Connecticut pledges Electoral College votes to national popular vote winner — which state is next?
Connecticut on Saturday became the latest state to join a coalition pledging their Electoral College votes to the national popular vote winner, making it the first state to sign on to the proposal since the 2016 election.
Lawmakers in Connecticut approved the measure with a vote of 21 to 14 in the Senate and 73 to 71 in the House. The legislation’s passage makes Connecticut the 12th jurisdiction to sign on to the compact, which was already enacted in California, Hawaii, Illinois, Massachusetts, Maryland, New Jersey, New York, Rhode Island, Vermont, Washington and the District of Columbia.
“With the exception of the presidency, every elected office in the country, from city council, to United States senator, to governor, is awarded the candidate who receives the most votes,” Connecticut Gov. Dannel Malloy said in a statement. “The vote of every American citizen should count equally, yet under the current system, voters from sparsely populated states are awarded significantly more power than those from states like Connecticut. This is fundamentally unfair.”
The National Popular Vote Interstate Compact ties states’ Electoral College votes to the national popular vote winner as a way to level the playing field, ensuring that all voters, rather than just those in battleground states, will play a role in electing the U.S. president. According to data cited by the National Popular Vote organization, battleground states have a distinct advantage in U.S. politics, receiving not only the most attention during campaigns, but also 7% more federal grants and twice as many presidential disaster declarations.
“The National Popular Vote proposal is really about making every state relevant, in every presidential election,” National Popular Vote organization president Barry Fadem said in an interview.
“Some people talk about the fact that we’ve had a candidate winning the presidency without winning the national popular vote, and I think voters care about that. But at the end of the day, the most important reason for the National Popular Vote proposal is to guarantee every voter in every state that their vote counts in the presidential election,” he added.
The interstate compact will take effect once it reaches 270 electoral votes, the number needed to ensure a majority and elect a president. With Connecticut, the compact currently has 172 votes, putting it 98 votes away from becoming reality.
Prior to the Connecticut vote, the most recent state to join the compact was New York in 2014. Fadem hopes, however, that Connecticut’s decision to join the coalition will spur other states to follow suit.
“This is the first state to approve the National Popular Vote since President Trump won in 2016, so we’re very encouraged and we really think that this is going to have an effect on other states who have been considering it,” Fadem said.
“I think the vote in 2016 stimulated a lot more interest in the subject,” Fadem added. “As we’ve gone around the country, people seem to know a lot more about the policy and, I would say, are even more eager now about the National Popular Vote proposal and how it might change the current system.”
Many states have already been considering the proposal. During the 2017 to 2018 legislative session, National Popular Vote bills were introduced in Alaska, Arizona, Georgia, Kansas, Minnesota, Missouri, North Carolina, Ohio, Oregon, Pennsylvania and South Carolina. Measures failed or died in committee in Florida, Maine, New Mexico, Utah and Virginia. There are also ballot measures currently under consideration in Maine and Arizona.

PROVIDED MATERIAL:
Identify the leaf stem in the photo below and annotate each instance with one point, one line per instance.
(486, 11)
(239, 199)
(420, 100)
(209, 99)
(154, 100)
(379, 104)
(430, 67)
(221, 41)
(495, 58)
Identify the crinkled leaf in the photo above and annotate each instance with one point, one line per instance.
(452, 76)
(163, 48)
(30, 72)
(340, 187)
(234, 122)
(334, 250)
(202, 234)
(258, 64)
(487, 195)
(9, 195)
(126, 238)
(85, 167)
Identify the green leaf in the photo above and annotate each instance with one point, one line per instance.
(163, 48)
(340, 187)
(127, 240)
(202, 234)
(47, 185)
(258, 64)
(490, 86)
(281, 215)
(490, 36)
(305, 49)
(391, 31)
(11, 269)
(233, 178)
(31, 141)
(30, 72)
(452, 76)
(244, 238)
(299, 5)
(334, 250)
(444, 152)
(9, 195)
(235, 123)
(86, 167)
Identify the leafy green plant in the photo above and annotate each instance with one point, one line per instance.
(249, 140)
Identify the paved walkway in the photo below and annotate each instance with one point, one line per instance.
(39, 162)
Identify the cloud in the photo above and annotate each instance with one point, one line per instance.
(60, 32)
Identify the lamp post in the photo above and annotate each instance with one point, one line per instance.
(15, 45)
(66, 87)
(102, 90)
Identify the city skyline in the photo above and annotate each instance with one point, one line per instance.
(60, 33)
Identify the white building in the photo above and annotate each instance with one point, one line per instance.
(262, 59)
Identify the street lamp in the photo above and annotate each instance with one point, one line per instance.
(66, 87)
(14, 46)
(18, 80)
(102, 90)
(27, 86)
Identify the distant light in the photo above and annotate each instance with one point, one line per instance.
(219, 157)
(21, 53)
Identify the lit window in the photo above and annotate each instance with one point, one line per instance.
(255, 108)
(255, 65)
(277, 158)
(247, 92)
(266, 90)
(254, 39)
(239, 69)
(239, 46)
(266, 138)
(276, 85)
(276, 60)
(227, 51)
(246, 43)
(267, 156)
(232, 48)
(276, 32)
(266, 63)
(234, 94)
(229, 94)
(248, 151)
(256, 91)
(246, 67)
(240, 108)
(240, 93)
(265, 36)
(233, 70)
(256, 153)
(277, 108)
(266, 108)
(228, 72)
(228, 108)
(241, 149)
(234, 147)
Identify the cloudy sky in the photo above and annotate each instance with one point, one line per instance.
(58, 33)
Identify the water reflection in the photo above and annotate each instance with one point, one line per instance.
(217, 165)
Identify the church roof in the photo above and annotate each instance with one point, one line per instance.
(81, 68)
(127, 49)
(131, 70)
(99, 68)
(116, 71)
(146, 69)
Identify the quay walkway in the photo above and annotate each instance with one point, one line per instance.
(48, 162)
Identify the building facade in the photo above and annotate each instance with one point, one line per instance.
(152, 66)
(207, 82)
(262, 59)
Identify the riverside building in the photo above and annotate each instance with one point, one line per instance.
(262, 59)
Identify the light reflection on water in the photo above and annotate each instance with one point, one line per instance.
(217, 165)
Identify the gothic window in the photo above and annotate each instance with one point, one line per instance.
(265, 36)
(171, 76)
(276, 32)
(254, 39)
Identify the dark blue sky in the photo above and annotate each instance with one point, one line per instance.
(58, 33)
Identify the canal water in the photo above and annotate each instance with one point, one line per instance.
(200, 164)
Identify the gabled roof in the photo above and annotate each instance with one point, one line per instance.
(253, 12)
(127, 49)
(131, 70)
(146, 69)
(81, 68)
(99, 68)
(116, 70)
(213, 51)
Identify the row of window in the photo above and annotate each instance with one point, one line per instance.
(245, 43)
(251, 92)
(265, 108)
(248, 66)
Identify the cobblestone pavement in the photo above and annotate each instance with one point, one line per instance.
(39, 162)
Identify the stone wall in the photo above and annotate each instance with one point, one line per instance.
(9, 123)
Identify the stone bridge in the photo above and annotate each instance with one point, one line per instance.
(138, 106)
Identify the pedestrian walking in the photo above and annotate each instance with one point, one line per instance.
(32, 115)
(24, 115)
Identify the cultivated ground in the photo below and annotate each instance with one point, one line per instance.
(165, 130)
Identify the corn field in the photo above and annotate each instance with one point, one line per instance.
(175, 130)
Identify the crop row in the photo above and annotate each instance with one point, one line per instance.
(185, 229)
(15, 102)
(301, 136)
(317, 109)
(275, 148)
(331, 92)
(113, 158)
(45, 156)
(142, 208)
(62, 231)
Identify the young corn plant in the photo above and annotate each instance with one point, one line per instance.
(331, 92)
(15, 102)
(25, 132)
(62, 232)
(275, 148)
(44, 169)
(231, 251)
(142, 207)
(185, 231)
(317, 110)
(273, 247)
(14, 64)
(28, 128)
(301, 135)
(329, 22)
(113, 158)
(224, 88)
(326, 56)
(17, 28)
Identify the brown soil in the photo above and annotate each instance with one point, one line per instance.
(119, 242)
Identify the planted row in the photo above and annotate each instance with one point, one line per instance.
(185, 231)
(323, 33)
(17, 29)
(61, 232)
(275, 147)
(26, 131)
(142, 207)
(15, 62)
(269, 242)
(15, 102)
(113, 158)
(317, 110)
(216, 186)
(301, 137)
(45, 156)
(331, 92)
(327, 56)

EXERCISE INSTRUCTIONS:
**A)** From the article on Connecticut's Electoral College pledge, quote the passage that begins at the words "Prior to the" and stops after "to follow suit.".
**B)** Translate this sentence from the article on Connecticut's Electoral College pledge into Spanish: "The interstate compact will take effect once it reaches 270 electoral votes, the number needed to ensure a majority and elect a president."
**C)** Proceed with the article on Connecticut's Electoral College pledge from its final sentence.

ANSWERS BY TASK:
**A)**
Prior to the Connecticut vote, the most recent state to join the compact was New York in 2014. Fadem hopes, however, that Connecticut’s decision to join the coalition will spur other states to follow suit.

**B)** El pacto interestatal entrará en vigor una vez que alcance 270 votos electorales, la cifra necesaria para asegurar una mayoría y elegir a un presidente.

**C)**
The initiative has also found partial success in some state legislatures. Since 2006, the measure has cleared at least one legislative chamber in Arkansas, Arizona, Colorado, Delaware, Maine, Michigan, New Mexico, North Carolina, Nevada, Oklahoma and Oregon. Fadem pointed to these states as the initiative’s key targets for the 2019 legislative session — particularly New Mexico and Arizona, where the measure passed in 2017 and 2016, respectively.
“There are a number of states that we’ve passed one House in, so I think those would be natural targets,” Fadem said. “But to be honest with you, we’re getting calls as a result of Connecticut from states that we haven’t been as active in, so we’ll go everywhere we can in 2019.”
Emphasizing the popular vote would seem to be a particularly friendly policy for Democrats; with the exception of the 2004 election, no Republican has won the popular vote since 1988, and enacting such a policy would have elected Democrats Al Gore and Hillary Clinton. All of the states that have signed on to the compact thus far are traditionally Democratic-leaning states that voted for Clinton in the 2016 election.
Fadem stressed, however, that the proposal is beneficial on both sides of the aisle.
“If you’re a red state and you’re not a battleground state, that means one thing: that there won’t be any presidential campaigning in your state, no ads talking about issues that are important in that state — basically they’re shut out of the presidential election,” Fadem said. “The presidential election every four years … is certainly the most important, most exciting election that’s conducted in our country. And it also causes a lot of activity in the states it’s conducted in. So for a red state or blue state that doesn’t get to participate, that’s why this proposal makes sense.”
Though the states that have already joined the compact are reliably Democratic, some state Republicans have already shown their support for the National Popular Vote proposal. The Arizona House of Representatives, which passed the measure with a vote of 40 to 16, became the third Republican-controlled state legislative chamber to pass the proposal, after the Oklahoma and New York Senates.
The Connecticut bill also received some bipartisan support, with three Republicans voting for the measure in the Senate. Fadem said he expects this bipartisan support “will be the trend as [other bills] move ahead.”
“Any legislator in any state that is not a battleground state should support this proposal, because it’s about making their state relevant in the presidential election,” Fadem said.
“It doesn’t matter if you’re a Republican or a Democrat, or a Libertarian or a Conservative or a Green Party [member]. If you live in a state that is reliably red or reliably blue, that means you’re condemned to never participate in the presidential election, and we think it’s time to change that.”